Top of Record extracts

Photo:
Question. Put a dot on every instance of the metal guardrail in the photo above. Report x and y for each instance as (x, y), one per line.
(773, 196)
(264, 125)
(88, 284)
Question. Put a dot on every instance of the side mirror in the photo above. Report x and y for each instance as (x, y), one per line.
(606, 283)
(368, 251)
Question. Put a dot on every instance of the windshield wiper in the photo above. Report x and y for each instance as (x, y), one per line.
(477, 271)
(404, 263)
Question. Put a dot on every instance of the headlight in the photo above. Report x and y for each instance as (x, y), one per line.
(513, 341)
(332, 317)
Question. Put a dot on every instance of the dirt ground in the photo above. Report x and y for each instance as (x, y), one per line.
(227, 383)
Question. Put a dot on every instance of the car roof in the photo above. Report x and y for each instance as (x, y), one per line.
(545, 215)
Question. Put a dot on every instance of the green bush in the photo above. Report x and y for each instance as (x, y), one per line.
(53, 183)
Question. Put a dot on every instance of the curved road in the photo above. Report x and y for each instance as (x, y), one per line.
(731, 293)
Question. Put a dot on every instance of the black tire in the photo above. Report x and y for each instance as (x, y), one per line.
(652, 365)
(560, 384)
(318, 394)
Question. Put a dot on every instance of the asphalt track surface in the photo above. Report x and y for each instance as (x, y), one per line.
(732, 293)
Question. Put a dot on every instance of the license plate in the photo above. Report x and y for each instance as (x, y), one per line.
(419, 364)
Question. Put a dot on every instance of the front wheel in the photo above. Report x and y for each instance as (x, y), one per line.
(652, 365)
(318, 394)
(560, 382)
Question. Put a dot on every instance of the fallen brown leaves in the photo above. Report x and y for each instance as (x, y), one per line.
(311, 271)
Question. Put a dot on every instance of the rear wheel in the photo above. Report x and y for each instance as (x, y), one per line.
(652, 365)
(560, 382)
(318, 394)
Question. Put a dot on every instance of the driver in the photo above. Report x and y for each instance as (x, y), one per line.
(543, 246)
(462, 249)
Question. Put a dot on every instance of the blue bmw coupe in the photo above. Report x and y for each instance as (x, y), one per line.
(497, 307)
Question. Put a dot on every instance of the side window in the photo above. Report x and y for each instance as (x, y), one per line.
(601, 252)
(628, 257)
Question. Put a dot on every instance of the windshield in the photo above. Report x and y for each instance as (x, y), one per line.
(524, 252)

Bottom of Record extracts

Requirement: All of the records above should be given again exactly as written.

Written answer:
Photo:
Question. Put a dot on every instance of the metal guardrail in the photo above. Report x and y for each instance as (x, y), one per line.
(773, 196)
(264, 125)
(88, 284)
Question. Put a dot on every instance of the side mirror in the photo above. Report x and y for each instance as (x, y), one per line.
(606, 283)
(368, 251)
Question. Put a dot on every instance of the windshield wiper in the photo above. Report x and y for each instance as (x, y), one per line.
(477, 271)
(404, 263)
Question. Put a dot on every instance of the headlight in the photo above. Report x and y for each instance as (x, y), one per line.
(513, 341)
(332, 317)
Question. Put a dot on every instance of the dirt ground in the photo above. Report x and y for each instance as (x, y), one per line.
(227, 383)
Question. Put a dot on every instance of the car roof in the photo above. Report x and y for each instance as (x, y), one per line.
(545, 215)
Question. Put a dot on every instance of the green bush in the photo above. Report x and y for each instance as (x, y), one per line.
(53, 183)
Question. Put a dot on every instance of the curved road in the photo above. Report x and y for each instance as (x, y), one per line.
(731, 293)
Question. Put a dot on every instance of the black tire in the photo above. Report x and y for each instance as (x, y), one per line.
(652, 365)
(560, 384)
(318, 394)
Question. Put a dot on every instance of the asphalt track surface in the photo above. Report x and y for each instance as (x, y), one per line.
(732, 293)
Question. Put a dot on every instance of the license plate in the photo above. Report x and y for each instance as (x, y), one per line.
(419, 364)
Question. Put a dot on every instance of the front wheel in the photo above. Report x and y for each instance as (x, y), one per line.
(652, 365)
(318, 394)
(560, 382)
Question. Put a dot on every instance of the fallen brown leaves in the photo above. Report x and y for each instance as (x, y), one per line.
(311, 271)
Question. Put a dot on every instance of the rear wheel in the photo above. Report x and y for each instance as (x, y), one per line.
(652, 365)
(560, 382)
(318, 394)
Question. Put a dot on every instance of the driver in the photo above. Report x and y for each instance as (x, y), one per line.
(543, 246)
(462, 249)
Question. Put a dot on every instance of the blue bmw coupe in the photo above. Report x and y for each instance as (x, y), one per line.
(497, 307)
Question. Put a dot on every instance of the side window in the photo above. Report x and y for each instance as (x, y), one per line.
(601, 252)
(628, 257)
Question. Put a dot on every instance of the windshield in the photo above. Report x and y for each instance as (x, y), one per line.
(524, 252)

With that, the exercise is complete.